▶ DATA RECORDS
————

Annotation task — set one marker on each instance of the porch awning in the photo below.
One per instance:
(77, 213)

————

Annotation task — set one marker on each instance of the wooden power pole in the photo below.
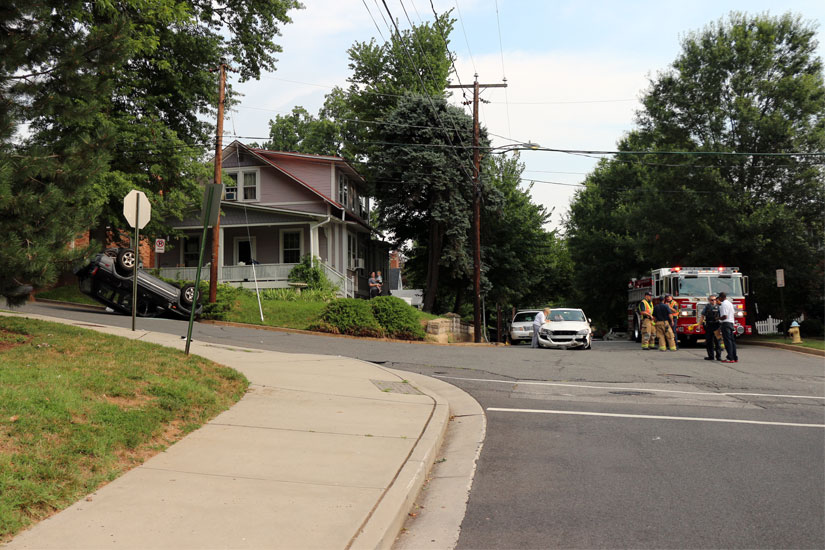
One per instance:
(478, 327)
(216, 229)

————

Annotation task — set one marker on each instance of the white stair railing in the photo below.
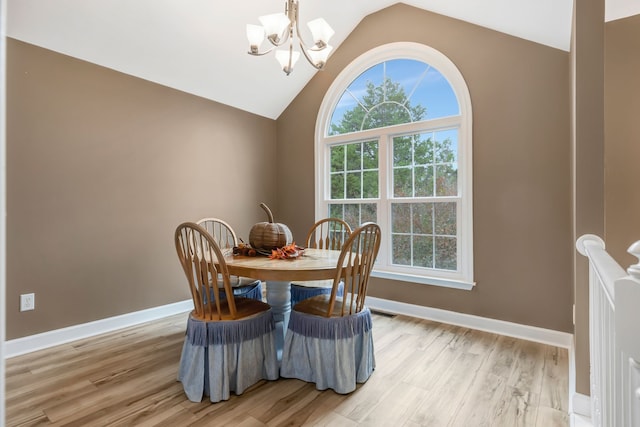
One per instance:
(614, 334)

————

From the entries above, list each line with "task" in it.

Annotation task — set one marker on each instance of the porch awning in the photo below.
Annotation task — set one marker on each instance of the wooden power pole in the photo below.
Annotation task — set one marker on each instance of the white stair railing in the photo below.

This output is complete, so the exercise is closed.